● **Complete the following**:
1) List every country mentioned by name in the passage on Venezuelan migration.
2) Write a continuation of the passage on Venezuelan migration, starting after its last sentence.

The same sources indicated that the project is largely inspired by the model followed by countries such as Ecuador and Colombia, the latter the largest recipient of the nearly six million Venezuelan citizens who have been forced to leave their nation of origin due to the strong economic, social and political crisis that the country is going through. A situation exacerbated by the constant questioning of the ruling party for rigging the elections in their favor in an attempt to perpetuate themselves in power and control public institutions.
In the case of Colombia, among other measures, the Government of President Iván Duque launched a Temporary Protection Statute that grants residence for ten years to refugees from the neighboring nation. His Administration indicates that it has granted temporary status to one million Venezuelans in the last 14 months and that it is processing another 800,000 applications.
“We did it out of conviction,” Duque said at the Summit amid applause for those actions.
“They were invisible (…) They couldn’t open bank accounts, they couldn’t work, they couldn’t get medical care. They were practically a community without a future,” said the president regarding the motivations for launching the programs for migrants.
For his part, the Ecuadorian president, Guillermo Lasso, announced last week the temporary status for Venezuelans in his country, whose figure is estimated at around 500,000 citizens.
Lasso said this week in a panel discussion that with its actions the government seeks in some way to repay the generosity of Spain and the United States for receiving a large number of Ecuadorians who fled more than two decades ago.

Records from a dataset:

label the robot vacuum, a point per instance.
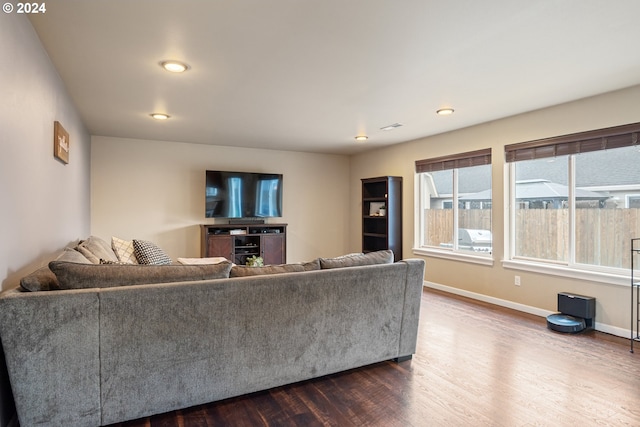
(565, 323)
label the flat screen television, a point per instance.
(243, 195)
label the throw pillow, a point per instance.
(244, 271)
(378, 257)
(124, 250)
(72, 275)
(149, 253)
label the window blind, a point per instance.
(582, 142)
(455, 161)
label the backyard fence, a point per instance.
(602, 235)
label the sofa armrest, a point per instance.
(411, 311)
(50, 341)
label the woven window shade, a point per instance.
(456, 161)
(583, 142)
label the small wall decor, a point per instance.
(60, 143)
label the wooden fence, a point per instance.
(602, 235)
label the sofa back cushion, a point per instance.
(43, 278)
(95, 249)
(82, 276)
(243, 271)
(354, 260)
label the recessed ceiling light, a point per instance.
(391, 127)
(174, 66)
(160, 116)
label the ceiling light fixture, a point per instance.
(160, 116)
(391, 127)
(174, 66)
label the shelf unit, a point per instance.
(382, 231)
(635, 292)
(237, 242)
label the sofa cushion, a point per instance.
(95, 249)
(43, 278)
(243, 271)
(73, 255)
(354, 260)
(311, 265)
(149, 253)
(124, 250)
(81, 276)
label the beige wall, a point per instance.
(45, 202)
(154, 190)
(538, 292)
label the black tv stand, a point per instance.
(247, 221)
(237, 242)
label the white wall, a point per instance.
(537, 292)
(45, 204)
(154, 190)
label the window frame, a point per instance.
(452, 162)
(572, 144)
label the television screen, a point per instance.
(243, 195)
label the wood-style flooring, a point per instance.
(476, 365)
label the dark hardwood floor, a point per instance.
(476, 365)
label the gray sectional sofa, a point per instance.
(101, 352)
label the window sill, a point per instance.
(454, 256)
(565, 271)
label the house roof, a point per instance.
(539, 189)
(610, 168)
(311, 75)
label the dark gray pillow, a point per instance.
(243, 271)
(371, 258)
(149, 253)
(82, 276)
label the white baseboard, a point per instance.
(613, 330)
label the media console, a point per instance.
(237, 242)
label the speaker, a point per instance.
(577, 313)
(577, 305)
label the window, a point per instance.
(574, 198)
(454, 199)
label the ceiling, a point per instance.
(310, 75)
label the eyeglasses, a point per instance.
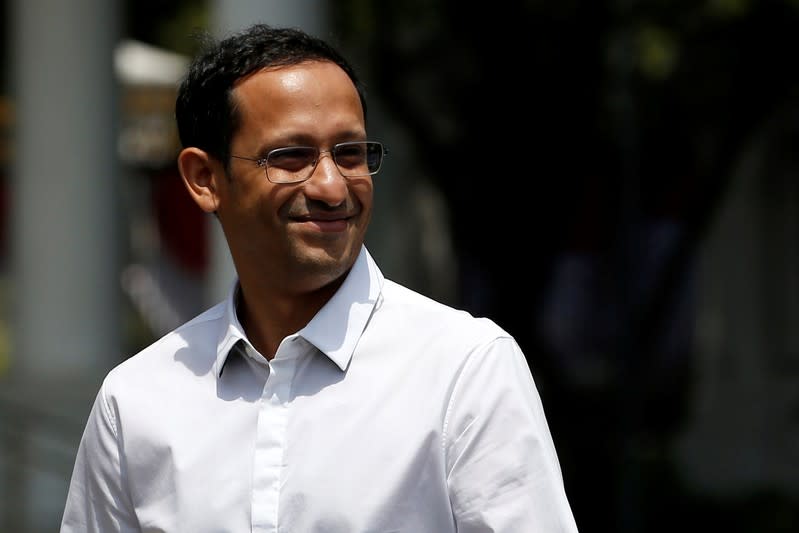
(295, 164)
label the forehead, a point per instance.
(303, 95)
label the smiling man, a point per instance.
(319, 396)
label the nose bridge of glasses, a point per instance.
(318, 159)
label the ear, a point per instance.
(201, 174)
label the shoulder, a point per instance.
(191, 347)
(409, 309)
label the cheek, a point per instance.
(363, 192)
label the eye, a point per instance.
(293, 158)
(350, 155)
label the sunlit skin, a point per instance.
(292, 244)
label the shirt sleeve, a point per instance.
(98, 500)
(503, 472)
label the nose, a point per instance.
(326, 182)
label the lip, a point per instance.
(323, 222)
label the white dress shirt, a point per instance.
(388, 412)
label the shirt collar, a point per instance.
(336, 327)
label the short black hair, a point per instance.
(205, 113)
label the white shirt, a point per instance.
(388, 412)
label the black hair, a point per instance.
(205, 112)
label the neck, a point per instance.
(268, 316)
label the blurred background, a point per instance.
(614, 182)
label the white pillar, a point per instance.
(64, 240)
(64, 304)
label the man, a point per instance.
(320, 396)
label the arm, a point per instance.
(503, 470)
(98, 500)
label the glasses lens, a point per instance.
(289, 165)
(358, 158)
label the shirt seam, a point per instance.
(481, 348)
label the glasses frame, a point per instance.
(263, 162)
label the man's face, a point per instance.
(305, 235)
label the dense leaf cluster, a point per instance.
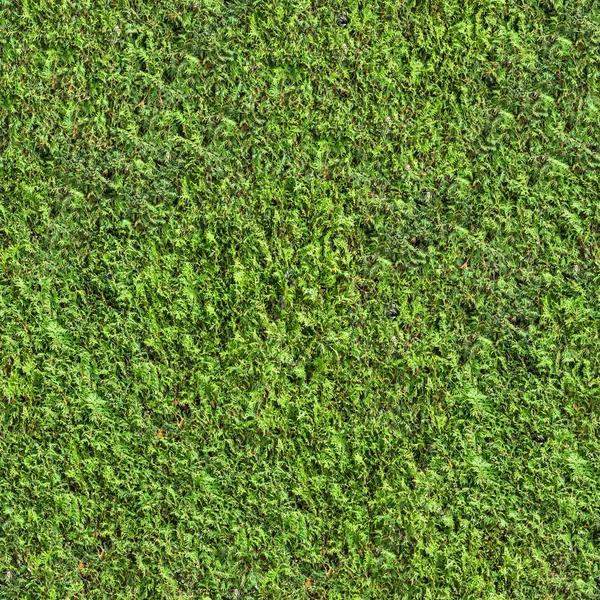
(299, 299)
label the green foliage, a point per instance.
(299, 299)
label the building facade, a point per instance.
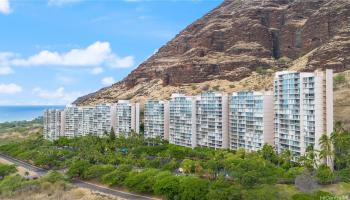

● **Task-by-task outputs**:
1) Ecuador, Colombia, Spain, the United States

2)
Although these examples have been highlighted during the meeting, the responses of Colombia and Ecuador would not be replicated in the same way, emphasized José Samaniego, regional director for the Americas of the UN Refugee Agency (UNHCR).
The official considered that migration from Central America to the United States is more complicated than that of Venezuela. “You don’t want to copy and paste (…) but there are good practices,” he stressed.
It is not yet clear what would be the proportionality of refugees that would be distributed among the countries that have reached the agreement.
“It is a hemispheric challenge”
The pact tries to solve the migratory crisis that in recent years has been evident in the border crossings from Central America to the United States.
The United States has been the most popular destination for asylum seekers since 2017, posing a huge challenge to the Joe Biden administration, as it did to his predecessors Donald Trump and Barack Obama.
But the United States is far from being the only one that faces most of the migratory problem. In addition to Colombia and neighboring countries that host millions of people who have fled Venezuela, Mexico registered more than 130,000 asylum applications in 2021, triple the number in 2020.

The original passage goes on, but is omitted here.